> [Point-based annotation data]
---*---
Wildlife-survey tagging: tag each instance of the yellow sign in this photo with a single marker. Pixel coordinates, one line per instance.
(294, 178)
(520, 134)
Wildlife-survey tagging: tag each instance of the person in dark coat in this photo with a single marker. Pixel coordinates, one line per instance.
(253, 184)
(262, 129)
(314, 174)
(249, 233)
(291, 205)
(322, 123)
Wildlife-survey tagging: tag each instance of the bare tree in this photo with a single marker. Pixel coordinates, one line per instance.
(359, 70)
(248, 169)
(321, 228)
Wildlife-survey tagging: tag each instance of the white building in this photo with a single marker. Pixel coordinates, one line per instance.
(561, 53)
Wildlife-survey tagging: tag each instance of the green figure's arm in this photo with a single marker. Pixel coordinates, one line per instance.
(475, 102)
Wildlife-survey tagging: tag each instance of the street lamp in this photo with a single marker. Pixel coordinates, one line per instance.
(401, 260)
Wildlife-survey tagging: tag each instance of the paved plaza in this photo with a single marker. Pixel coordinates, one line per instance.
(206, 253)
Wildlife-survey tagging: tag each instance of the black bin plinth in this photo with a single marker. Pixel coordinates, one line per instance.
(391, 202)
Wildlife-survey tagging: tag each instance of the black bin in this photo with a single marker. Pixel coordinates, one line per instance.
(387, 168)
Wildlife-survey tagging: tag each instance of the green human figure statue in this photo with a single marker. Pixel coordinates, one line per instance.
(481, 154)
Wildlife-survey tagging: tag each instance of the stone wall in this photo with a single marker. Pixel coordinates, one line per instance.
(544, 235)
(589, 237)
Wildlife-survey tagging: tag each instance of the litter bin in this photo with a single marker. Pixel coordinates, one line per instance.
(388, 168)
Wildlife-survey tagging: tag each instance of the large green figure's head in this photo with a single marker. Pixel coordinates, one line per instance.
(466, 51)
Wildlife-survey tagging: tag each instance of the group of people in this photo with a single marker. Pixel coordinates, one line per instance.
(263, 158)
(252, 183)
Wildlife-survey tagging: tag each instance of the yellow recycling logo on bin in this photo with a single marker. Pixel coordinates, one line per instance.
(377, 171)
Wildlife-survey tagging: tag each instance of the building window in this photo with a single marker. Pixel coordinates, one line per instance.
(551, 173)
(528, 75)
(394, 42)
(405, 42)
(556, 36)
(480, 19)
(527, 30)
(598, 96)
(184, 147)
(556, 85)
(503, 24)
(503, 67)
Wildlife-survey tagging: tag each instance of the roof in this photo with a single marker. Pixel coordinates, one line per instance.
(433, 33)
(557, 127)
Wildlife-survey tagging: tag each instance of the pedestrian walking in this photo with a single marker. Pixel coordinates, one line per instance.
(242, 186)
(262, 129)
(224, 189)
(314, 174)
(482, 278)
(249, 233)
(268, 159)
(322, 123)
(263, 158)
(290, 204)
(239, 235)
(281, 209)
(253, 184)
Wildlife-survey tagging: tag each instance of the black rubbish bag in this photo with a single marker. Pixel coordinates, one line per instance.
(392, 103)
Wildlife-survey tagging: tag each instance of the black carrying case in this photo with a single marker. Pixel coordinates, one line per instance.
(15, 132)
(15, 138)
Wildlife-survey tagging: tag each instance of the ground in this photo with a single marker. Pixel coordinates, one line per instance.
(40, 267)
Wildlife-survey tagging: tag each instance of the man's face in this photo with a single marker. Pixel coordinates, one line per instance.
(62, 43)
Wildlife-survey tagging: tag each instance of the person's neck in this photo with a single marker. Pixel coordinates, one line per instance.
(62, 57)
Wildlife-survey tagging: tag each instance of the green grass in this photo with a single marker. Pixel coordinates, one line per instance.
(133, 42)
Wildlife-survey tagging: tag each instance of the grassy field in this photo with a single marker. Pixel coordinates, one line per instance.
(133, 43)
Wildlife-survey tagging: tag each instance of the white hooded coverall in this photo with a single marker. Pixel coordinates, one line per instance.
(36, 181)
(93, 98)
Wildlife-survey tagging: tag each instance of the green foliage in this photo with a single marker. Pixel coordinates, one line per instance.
---*---
> [YOUR TASK]
Keep only the lines from the one containing "Wildlife-survey tagging: tag each instance of the person's" to the end of the entries, and repeat them exactly.

> [RESPONSE]
Wildlife-survey tagging: tag each instance of the person's neck in this photo with a single marker. Pixel coordinates, one line per instance.
(62, 57)
Wildlife-survey tagging: tag each instance of the green grass in this photo with a single marker. Pixel coordinates, one line per instance.
(133, 42)
Wildlife-survey tagging: tag each instance of the grassy field in this photo with a single marker. Pixel coordinates, one line per instance.
(133, 43)
Wildlife-survey tagging: tag each instance of the white hooded coverall in this photo with a single marker. Pixel coordinates, one line per instance.
(36, 181)
(93, 98)
Wildlife-survey tagging: tag each instance of the green foliage in this photo with a single marker. Pixel coordinates, one line per instance.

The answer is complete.